Referring expression pointing data
-=-=-=-=-
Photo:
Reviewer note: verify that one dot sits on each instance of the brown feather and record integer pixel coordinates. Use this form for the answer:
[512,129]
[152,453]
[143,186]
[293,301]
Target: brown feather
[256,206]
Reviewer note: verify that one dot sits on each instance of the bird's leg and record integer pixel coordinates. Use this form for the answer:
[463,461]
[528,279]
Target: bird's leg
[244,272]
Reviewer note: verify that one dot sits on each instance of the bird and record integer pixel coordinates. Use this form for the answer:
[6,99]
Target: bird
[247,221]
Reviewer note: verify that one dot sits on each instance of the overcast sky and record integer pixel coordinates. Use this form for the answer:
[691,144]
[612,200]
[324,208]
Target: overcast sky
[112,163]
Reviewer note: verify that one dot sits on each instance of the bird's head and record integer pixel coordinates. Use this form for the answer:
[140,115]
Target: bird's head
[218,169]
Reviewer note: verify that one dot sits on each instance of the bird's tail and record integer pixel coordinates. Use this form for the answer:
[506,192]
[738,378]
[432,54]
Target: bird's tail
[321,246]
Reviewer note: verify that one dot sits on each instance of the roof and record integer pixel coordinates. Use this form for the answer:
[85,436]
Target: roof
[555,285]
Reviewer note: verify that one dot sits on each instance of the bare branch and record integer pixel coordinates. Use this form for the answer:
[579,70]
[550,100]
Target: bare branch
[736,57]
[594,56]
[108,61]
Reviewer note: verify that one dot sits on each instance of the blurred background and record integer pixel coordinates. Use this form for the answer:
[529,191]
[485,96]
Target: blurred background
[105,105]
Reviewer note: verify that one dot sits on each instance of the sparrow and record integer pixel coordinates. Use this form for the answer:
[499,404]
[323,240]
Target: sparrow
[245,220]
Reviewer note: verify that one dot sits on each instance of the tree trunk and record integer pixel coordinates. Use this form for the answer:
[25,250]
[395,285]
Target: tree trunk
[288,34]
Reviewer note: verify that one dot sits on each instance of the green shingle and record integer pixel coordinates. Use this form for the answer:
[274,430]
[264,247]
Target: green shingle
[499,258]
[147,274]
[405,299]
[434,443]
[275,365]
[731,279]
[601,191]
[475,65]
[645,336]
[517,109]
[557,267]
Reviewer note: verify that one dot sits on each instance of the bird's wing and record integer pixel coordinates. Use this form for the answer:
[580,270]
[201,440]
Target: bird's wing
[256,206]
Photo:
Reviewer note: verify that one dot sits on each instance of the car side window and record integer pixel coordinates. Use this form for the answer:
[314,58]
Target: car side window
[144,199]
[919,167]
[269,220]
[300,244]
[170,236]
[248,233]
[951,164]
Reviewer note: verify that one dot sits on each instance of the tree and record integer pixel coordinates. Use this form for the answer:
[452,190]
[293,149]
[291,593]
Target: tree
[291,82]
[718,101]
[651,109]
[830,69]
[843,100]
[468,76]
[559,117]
-=-=-=-=-
What is expected: I'd like the records returned exactly as they were written, please.

Exercise solution:
Photo:
Reviewer note: verify that one dot sits on each instance of the brown feather and record integer pixel coordinates. Use this form for the answer:
[512,129]
[152,453]
[143,186]
[293,301]
Target: brown feather
[256,206]
Reviewer note: verify that one dot sits on each instance of the bird's leg and record integer pixel coordinates. Use this form for the answer:
[463,461]
[528,279]
Target: bird's leg
[244,272]
Reviewer note: verify that one dot sits on each instance of the bird and record integer pixel coordinates. Use this form for the answer:
[6,99]
Target: bird
[247,221]
Reviewer note: verify that one dot sits on each instance of the overcast sky and record integer pixel coordinates. Use this form for the answer:
[691,144]
[612,200]
[324,208]
Target: overcast sky
[112,163]
Reviewer note: verify that one dot sits on each instance of the bird's head and record integer pixel coordinates. Use this form for the answer:
[140,115]
Target: bird's head
[218,169]
Reviewer note: verify that one dot sits on each instance of the bird's tail and record integer pixel coordinates. Use this form for the answer:
[506,192]
[738,378]
[432,54]
Target: bird's tail
[321,246]
Reviewer note: verify that one dot sits on each instance of the roof and record integer pixel coordinates. Use this form for the answer:
[85,436]
Target: roof
[555,285]
Reviewer note: verify that one dot sits on each instance of the bare branch and record integer pixel coordinates. Use this form for the answer:
[579,70]
[550,100]
Target: bare branch
[736,57]
[594,56]
[108,61]
Reviewer note: verify that one dot sits on each instance of the blurred background and record integer pixel coordinates. Use this form for the answer:
[529,191]
[485,96]
Target: blurred background
[105,105]
Reviewer note: verify that one dot sits on each instance of the sparrow and record integer pixel coordinates. Use this form for the answer:
[499,404]
[323,240]
Target: sparrow
[245,220]
Reviewer note: verify that one dot sits on each instance of the tree trunk and record integer pixel coordinates. Use this form for the answer:
[25,250]
[395,285]
Target: tree trunk
[288,34]
Reviewer note: verify that one dot sits on each instance of the green shingle and record integer pixel coordinates. Use this form for the answer:
[274,430]
[264,247]
Target: green shingle
[499,258]
[147,274]
[405,299]
[434,443]
[275,365]
[731,279]
[601,191]
[475,65]
[645,336]
[517,109]
[557,267]
Reviewer note: verify that one dot sits on each instance of the bird's wing and record integer pixel coordinates. Use this form for the answer:
[580,270]
[201,440]
Target: bird's wing
[256,206]
Photo:
Reviewer note: verify that one dot sits on each instance of the car side window and record integer pixel coordinates. Use this form for the answer:
[314,58]
Target: car side window
[144,199]
[919,167]
[269,220]
[300,244]
[170,236]
[248,233]
[951,164]
Reviewer note: verify that one dot sits on each instance of the tree and record integer pixel coordinates. Use this form for the answer:
[452,190]
[293,149]
[291,593]
Target: tree
[291,82]
[718,101]
[651,109]
[830,69]
[843,100]
[468,76]
[559,117]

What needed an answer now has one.